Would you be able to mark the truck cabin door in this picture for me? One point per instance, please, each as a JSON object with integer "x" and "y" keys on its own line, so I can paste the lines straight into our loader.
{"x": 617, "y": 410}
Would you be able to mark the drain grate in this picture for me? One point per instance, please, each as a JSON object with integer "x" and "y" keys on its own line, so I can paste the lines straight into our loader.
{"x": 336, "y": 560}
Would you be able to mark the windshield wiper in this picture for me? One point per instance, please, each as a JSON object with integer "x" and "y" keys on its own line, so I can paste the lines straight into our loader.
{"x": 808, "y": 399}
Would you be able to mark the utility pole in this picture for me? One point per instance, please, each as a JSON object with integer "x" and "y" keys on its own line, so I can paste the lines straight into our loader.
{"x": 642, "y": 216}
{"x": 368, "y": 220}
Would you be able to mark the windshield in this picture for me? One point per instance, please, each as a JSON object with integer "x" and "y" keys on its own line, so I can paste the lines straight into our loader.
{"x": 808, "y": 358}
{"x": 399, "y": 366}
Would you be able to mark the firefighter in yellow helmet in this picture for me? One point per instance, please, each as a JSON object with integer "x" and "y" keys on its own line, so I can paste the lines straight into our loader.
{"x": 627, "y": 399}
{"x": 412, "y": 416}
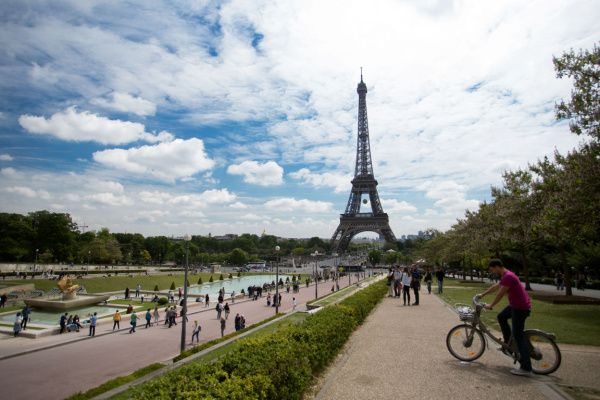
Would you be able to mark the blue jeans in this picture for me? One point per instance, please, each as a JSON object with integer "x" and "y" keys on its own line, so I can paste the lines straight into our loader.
{"x": 518, "y": 321}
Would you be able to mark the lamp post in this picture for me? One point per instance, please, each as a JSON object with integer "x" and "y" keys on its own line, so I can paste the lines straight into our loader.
{"x": 187, "y": 239}
{"x": 277, "y": 248}
{"x": 315, "y": 254}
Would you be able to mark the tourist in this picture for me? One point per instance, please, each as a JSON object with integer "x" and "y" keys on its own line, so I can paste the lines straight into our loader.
{"x": 428, "y": 279}
{"x": 133, "y": 322}
{"x": 196, "y": 332}
{"x": 116, "y": 320}
{"x": 148, "y": 319}
{"x": 17, "y": 324}
{"x": 439, "y": 275}
{"x": 416, "y": 284}
{"x": 219, "y": 310}
{"x": 25, "y": 314}
{"x": 93, "y": 320}
{"x": 63, "y": 322}
{"x": 406, "y": 280}
{"x": 237, "y": 322}
{"x": 223, "y": 324}
{"x": 518, "y": 309}
{"x": 156, "y": 315}
{"x": 77, "y": 323}
{"x": 397, "y": 281}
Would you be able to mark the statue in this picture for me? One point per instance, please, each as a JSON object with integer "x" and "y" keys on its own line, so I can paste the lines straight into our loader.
{"x": 67, "y": 287}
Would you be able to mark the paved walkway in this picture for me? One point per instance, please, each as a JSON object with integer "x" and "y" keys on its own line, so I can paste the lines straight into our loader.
{"x": 58, "y": 372}
{"x": 400, "y": 353}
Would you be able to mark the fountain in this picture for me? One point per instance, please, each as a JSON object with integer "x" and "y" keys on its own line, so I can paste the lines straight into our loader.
{"x": 69, "y": 297}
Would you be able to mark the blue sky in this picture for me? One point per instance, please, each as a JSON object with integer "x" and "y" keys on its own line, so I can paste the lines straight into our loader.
{"x": 230, "y": 117}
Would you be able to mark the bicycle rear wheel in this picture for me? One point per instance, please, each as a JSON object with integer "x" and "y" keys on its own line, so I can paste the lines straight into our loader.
{"x": 545, "y": 354}
{"x": 465, "y": 342}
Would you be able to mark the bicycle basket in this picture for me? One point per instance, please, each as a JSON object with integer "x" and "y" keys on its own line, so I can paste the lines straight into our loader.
{"x": 465, "y": 313}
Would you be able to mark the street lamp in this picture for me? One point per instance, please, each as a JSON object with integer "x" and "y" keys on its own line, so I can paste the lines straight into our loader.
{"x": 315, "y": 254}
{"x": 187, "y": 239}
{"x": 277, "y": 248}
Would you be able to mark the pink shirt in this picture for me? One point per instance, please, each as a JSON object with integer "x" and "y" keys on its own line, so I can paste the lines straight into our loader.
{"x": 517, "y": 296}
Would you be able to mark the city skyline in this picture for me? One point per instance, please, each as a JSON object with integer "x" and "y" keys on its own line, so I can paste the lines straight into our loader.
{"x": 238, "y": 118}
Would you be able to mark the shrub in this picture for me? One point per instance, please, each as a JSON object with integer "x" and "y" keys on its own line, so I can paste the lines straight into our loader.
{"x": 162, "y": 301}
{"x": 278, "y": 365}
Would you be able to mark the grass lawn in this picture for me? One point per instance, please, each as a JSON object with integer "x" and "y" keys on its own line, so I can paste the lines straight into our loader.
{"x": 115, "y": 283}
{"x": 572, "y": 324}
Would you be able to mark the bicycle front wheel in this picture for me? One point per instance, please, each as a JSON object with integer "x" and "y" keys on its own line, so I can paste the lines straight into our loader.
{"x": 465, "y": 342}
{"x": 545, "y": 354}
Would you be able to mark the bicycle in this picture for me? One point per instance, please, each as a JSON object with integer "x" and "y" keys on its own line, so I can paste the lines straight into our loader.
{"x": 467, "y": 341}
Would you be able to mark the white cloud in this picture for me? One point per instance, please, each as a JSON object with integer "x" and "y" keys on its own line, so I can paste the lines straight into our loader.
{"x": 165, "y": 161}
{"x": 267, "y": 174}
{"x": 339, "y": 182}
{"x": 71, "y": 125}
{"x": 28, "y": 192}
{"x": 109, "y": 199}
{"x": 238, "y": 205}
{"x": 394, "y": 206}
{"x": 124, "y": 102}
{"x": 289, "y": 204}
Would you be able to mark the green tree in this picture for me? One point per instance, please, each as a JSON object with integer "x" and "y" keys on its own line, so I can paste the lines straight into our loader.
{"x": 583, "y": 108}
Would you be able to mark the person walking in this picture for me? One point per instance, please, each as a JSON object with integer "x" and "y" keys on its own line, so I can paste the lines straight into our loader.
{"x": 93, "y": 320}
{"x": 518, "y": 309}
{"x": 116, "y": 320}
{"x": 416, "y": 284}
{"x": 156, "y": 315}
{"x": 17, "y": 324}
{"x": 439, "y": 275}
{"x": 406, "y": 280}
{"x": 223, "y": 324}
{"x": 196, "y": 332}
{"x": 428, "y": 278}
{"x": 63, "y": 323}
{"x": 219, "y": 310}
{"x": 25, "y": 314}
{"x": 148, "y": 319}
{"x": 133, "y": 322}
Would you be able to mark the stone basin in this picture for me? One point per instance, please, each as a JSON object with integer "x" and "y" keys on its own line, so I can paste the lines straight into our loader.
{"x": 60, "y": 305}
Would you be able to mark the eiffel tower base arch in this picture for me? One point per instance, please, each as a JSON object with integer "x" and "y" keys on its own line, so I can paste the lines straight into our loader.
{"x": 351, "y": 226}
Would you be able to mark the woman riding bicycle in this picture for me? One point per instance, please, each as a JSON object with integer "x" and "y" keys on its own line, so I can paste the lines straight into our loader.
{"x": 518, "y": 310}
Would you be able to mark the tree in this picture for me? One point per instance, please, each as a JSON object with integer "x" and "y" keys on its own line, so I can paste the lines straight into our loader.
{"x": 583, "y": 109}
{"x": 374, "y": 257}
{"x": 237, "y": 257}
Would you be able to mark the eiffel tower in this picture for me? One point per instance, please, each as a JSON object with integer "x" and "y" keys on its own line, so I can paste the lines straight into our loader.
{"x": 352, "y": 221}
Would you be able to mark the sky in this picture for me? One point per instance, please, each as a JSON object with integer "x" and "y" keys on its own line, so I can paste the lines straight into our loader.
{"x": 169, "y": 118}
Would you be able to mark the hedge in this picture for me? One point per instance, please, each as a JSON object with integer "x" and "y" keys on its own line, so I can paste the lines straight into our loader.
{"x": 280, "y": 365}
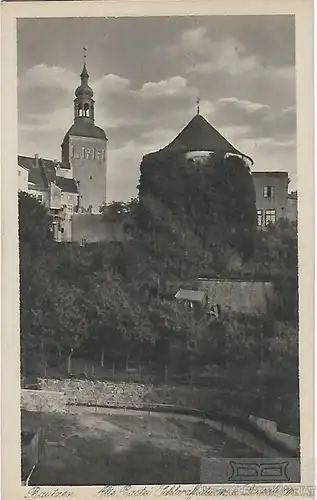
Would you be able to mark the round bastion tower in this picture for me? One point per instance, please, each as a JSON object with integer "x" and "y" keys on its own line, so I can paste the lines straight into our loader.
{"x": 84, "y": 149}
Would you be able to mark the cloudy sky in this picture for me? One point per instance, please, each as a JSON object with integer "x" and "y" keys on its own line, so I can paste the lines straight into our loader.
{"x": 146, "y": 74}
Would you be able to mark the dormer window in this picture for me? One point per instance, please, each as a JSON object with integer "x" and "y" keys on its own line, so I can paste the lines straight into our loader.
{"x": 269, "y": 192}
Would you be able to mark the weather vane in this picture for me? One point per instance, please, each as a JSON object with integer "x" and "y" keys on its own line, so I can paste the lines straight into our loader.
{"x": 197, "y": 102}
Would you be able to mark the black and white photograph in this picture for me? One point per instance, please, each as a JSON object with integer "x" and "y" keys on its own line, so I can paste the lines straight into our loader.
{"x": 157, "y": 178}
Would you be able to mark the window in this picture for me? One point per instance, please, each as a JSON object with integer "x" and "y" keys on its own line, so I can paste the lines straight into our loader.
{"x": 190, "y": 305}
{"x": 86, "y": 110}
{"x": 269, "y": 192}
{"x": 270, "y": 216}
{"x": 259, "y": 214}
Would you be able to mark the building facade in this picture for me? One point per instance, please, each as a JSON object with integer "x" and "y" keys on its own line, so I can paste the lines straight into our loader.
{"x": 77, "y": 184}
{"x": 58, "y": 194}
{"x": 84, "y": 150}
{"x": 271, "y": 190}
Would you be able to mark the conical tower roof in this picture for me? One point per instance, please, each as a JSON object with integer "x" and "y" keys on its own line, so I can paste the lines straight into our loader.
{"x": 200, "y": 135}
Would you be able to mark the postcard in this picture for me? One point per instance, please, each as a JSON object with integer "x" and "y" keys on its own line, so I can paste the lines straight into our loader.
{"x": 157, "y": 249}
◇ ◇ ◇ ◇ ◇
### WHAT YOU SHOULD DO
Reproduce only the lines running from the one that contains "Would you be able to mark the building" to the last line of the records.

### TASK OUTPUT
Would you be able to mark the building facade in this picture for me? One point per instance, please, each as a JSON object with integer "x" and "y" keys on its own line, so I can paste the lines straight into our loader.
{"x": 77, "y": 184}
{"x": 58, "y": 194}
{"x": 84, "y": 150}
{"x": 271, "y": 190}
Would you be able to mark the conical tower roof in this picture for me? One point per instance, please, each as a JSON object with integer "x" and "y" keys on its own line, so I can paste the lines straight into our loader.
{"x": 200, "y": 135}
Would you be able to mark the postcard in this picture for me? One point per instance, please, each as a JSON object with integer "x" and "y" keys on its own line, so I can paste the lines straight into our loader.
{"x": 157, "y": 249}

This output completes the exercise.